Saved entries
-----
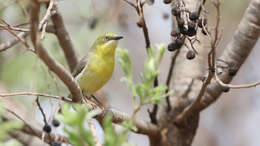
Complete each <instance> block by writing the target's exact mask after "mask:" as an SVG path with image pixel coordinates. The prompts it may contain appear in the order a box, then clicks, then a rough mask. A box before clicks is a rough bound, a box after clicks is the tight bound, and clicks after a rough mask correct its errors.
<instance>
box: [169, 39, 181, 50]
mask: <svg viewBox="0 0 260 146" xmlns="http://www.w3.org/2000/svg"><path fill="white" fill-rule="evenodd" d="M179 48H180V46H178V45H177V44H176V42H175V41H174V42H171V43H170V44H169V45H168V50H169V51H170V52H172V51H175V50H177V49H179Z"/></svg>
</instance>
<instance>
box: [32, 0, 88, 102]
mask: <svg viewBox="0 0 260 146" xmlns="http://www.w3.org/2000/svg"><path fill="white" fill-rule="evenodd" d="M39 8H40V4H39V3H38V2H37V1H34V0H32V1H31V13H30V15H31V19H30V20H31V26H30V27H31V40H32V43H33V45H34V47H35V50H36V53H37V55H38V56H39V57H40V58H41V60H42V61H43V62H44V63H45V64H46V65H47V66H48V68H49V69H50V70H51V71H53V72H54V73H56V75H57V76H58V77H59V78H60V79H61V80H62V81H63V83H64V84H66V86H67V87H68V89H69V90H70V92H71V94H72V100H73V101H74V102H79V101H81V97H83V96H82V92H81V90H80V88H79V85H78V84H77V81H76V80H75V79H74V78H73V77H72V75H71V74H70V73H69V72H68V71H67V70H66V69H64V67H63V66H62V65H61V64H59V63H58V62H57V61H55V60H54V59H53V58H52V57H51V56H50V55H49V54H48V53H47V51H46V49H45V48H44V47H43V45H42V44H41V43H39V42H38V39H39V38H38V35H39V34H38V28H39V27H38V26H39ZM56 30H57V29H56ZM57 33H58V32H57Z"/></svg>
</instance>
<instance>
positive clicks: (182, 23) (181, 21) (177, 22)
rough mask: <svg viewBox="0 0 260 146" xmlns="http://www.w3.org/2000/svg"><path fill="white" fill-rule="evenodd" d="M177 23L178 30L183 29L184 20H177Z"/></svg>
mask: <svg viewBox="0 0 260 146" xmlns="http://www.w3.org/2000/svg"><path fill="white" fill-rule="evenodd" d="M177 23H178V26H179V28H180V27H184V20H183V19H182V18H178V19H177Z"/></svg>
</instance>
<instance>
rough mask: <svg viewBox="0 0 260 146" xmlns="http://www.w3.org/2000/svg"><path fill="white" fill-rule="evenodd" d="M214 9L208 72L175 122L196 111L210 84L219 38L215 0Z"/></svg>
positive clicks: (182, 118)
mask: <svg viewBox="0 0 260 146" xmlns="http://www.w3.org/2000/svg"><path fill="white" fill-rule="evenodd" d="M214 5H215V7H216V10H217V14H216V17H217V22H216V26H215V30H214V37H213V38H212V41H211V50H210V52H209V53H208V66H209V73H208V77H207V79H206V81H205V82H204V83H203V85H202V87H201V89H200V92H199V95H198V96H197V97H196V99H195V101H194V102H193V103H192V104H191V105H190V106H188V107H186V108H185V109H184V111H183V112H182V114H180V115H179V116H178V117H177V119H176V122H177V123H181V122H183V121H184V120H185V119H186V118H187V117H188V116H189V114H191V113H192V112H197V111H196V110H197V108H198V106H199V105H200V102H201V99H202V97H203V96H204V94H205V92H206V89H207V87H208V85H209V84H210V82H211V80H212V78H213V77H214V72H215V68H214V67H215V60H216V59H215V53H216V48H217V42H218V40H219V25H220V1H219V0H216V2H215V3H214Z"/></svg>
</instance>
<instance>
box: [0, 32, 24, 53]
mask: <svg viewBox="0 0 260 146" xmlns="http://www.w3.org/2000/svg"><path fill="white" fill-rule="evenodd" d="M28 35H29V33H28V32H21V33H19V34H17V36H18V37H20V38H25V37H26V36H28ZM19 42H20V39H18V38H17V37H15V38H12V39H10V40H9V41H7V42H5V43H2V44H0V52H3V51H6V50H8V49H9V48H11V47H12V46H14V45H16V44H17V43H19Z"/></svg>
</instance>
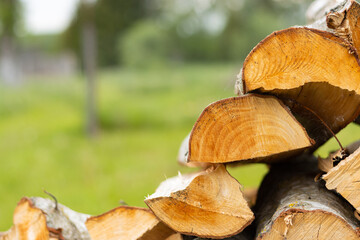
-----
Each entry above should be restated word for word, though no picture may appear in the copy.

*EXERCISE OUTPUT:*
Complete each <instance> block by writing the target's exact mask after "mask:" as an SVG path with image pixel coordinates. The prompts it may contain appear in the order a box, then clicks, then a rough mask. A box before clicks is a rough bound, a box after clicks is the tight bound, and clicks after a rough mask correct its errors.
<instance>
box: [169, 39, 181, 50]
mask: <svg viewBox="0 0 260 146" xmlns="http://www.w3.org/2000/svg"><path fill="white" fill-rule="evenodd" d="M179 48H180V46H178V45H177V44H176V42H175V41H174V42H171V43H170V44H169V45H168V50H169V51H170V52H172V51H175V50H177V49H179Z"/></svg>
</instance>
<instance>
box: [32, 0, 88, 102]
mask: <svg viewBox="0 0 260 146" xmlns="http://www.w3.org/2000/svg"><path fill="white" fill-rule="evenodd" d="M39 8H40V4H39V3H38V2H37V1H34V0H32V1H31V13H30V15H31V19H30V20H31V26H30V27H31V40H32V43H33V45H34V47H35V50H36V53H37V55H38V56H39V57H40V58H41V60H42V61H43V62H44V63H45V64H46V65H47V66H48V68H49V69H50V70H51V71H53V72H54V73H56V75H57V76H58V77H59V78H60V79H61V80H62V81H63V83H64V84H66V86H67V87H68V89H69V90H70V92H71V94H72V100H73V101H74V102H79V101H81V97H83V96H82V92H81V90H80V88H79V85H78V84H77V81H76V80H75V79H74V78H73V77H72V75H71V74H70V73H69V72H68V71H67V70H66V69H64V67H63V66H62V65H61V64H59V63H58V62H57V61H55V60H54V59H53V58H52V57H51V56H50V55H49V54H48V53H47V51H46V49H45V48H44V47H43V45H42V44H41V43H39V42H38V39H39V38H38V35H39V34H38V28H39V27H38V26H39ZM56 30H57V29H56ZM57 33H58V32H57Z"/></svg>
</instance>
<instance>
positive clicks: (182, 23) (181, 21) (177, 22)
rough mask: <svg viewBox="0 0 260 146" xmlns="http://www.w3.org/2000/svg"><path fill="white" fill-rule="evenodd" d="M177 23L178 30L183 29L184 20H177Z"/></svg>
mask: <svg viewBox="0 0 260 146" xmlns="http://www.w3.org/2000/svg"><path fill="white" fill-rule="evenodd" d="M177 23H178V26H179V28H180V27H184V20H183V19H182V18H178V19H177Z"/></svg>
</instance>
<instance>
rough mask: <svg viewBox="0 0 260 146" xmlns="http://www.w3.org/2000/svg"><path fill="white" fill-rule="evenodd" d="M214 9L208 72L175 122L196 111L210 84L219 38L215 0Z"/></svg>
positive clicks: (182, 118)
mask: <svg viewBox="0 0 260 146" xmlns="http://www.w3.org/2000/svg"><path fill="white" fill-rule="evenodd" d="M214 5H215V7H216V10H217V14H216V17H217V22H216V26H215V30H214V37H213V38H212V41H211V50H210V52H209V53H208V66H209V73H208V77H207V79H206V81H205V82H204V83H203V85H202V87H201V89H200V92H199V95H198V96H197V97H196V99H195V101H194V102H193V103H192V104H191V105H190V106H188V107H186V108H185V109H184V111H183V112H182V114H180V115H179V116H178V117H177V119H176V122H177V123H181V122H183V121H184V120H185V119H186V118H187V117H188V116H189V114H191V113H192V112H197V111H196V110H197V108H198V106H199V105H200V102H201V99H202V97H203V96H204V94H205V92H206V89H207V87H208V85H209V84H210V82H211V80H212V78H213V77H214V72H215V68H214V67H215V60H216V59H215V53H216V48H217V42H218V40H219V25H220V1H219V0H216V2H215V3H214Z"/></svg>
</instance>
<instance>
box: [0, 32, 24, 53]
mask: <svg viewBox="0 0 260 146" xmlns="http://www.w3.org/2000/svg"><path fill="white" fill-rule="evenodd" d="M28 35H29V33H28V32H21V33H19V34H17V36H18V37H20V38H25V37H26V36H28ZM19 42H20V39H18V38H17V37H15V38H12V39H10V40H9V41H7V42H5V43H2V44H0V52H3V51H6V50H8V49H9V48H11V47H12V46H14V45H16V44H17V43H19Z"/></svg>
</instance>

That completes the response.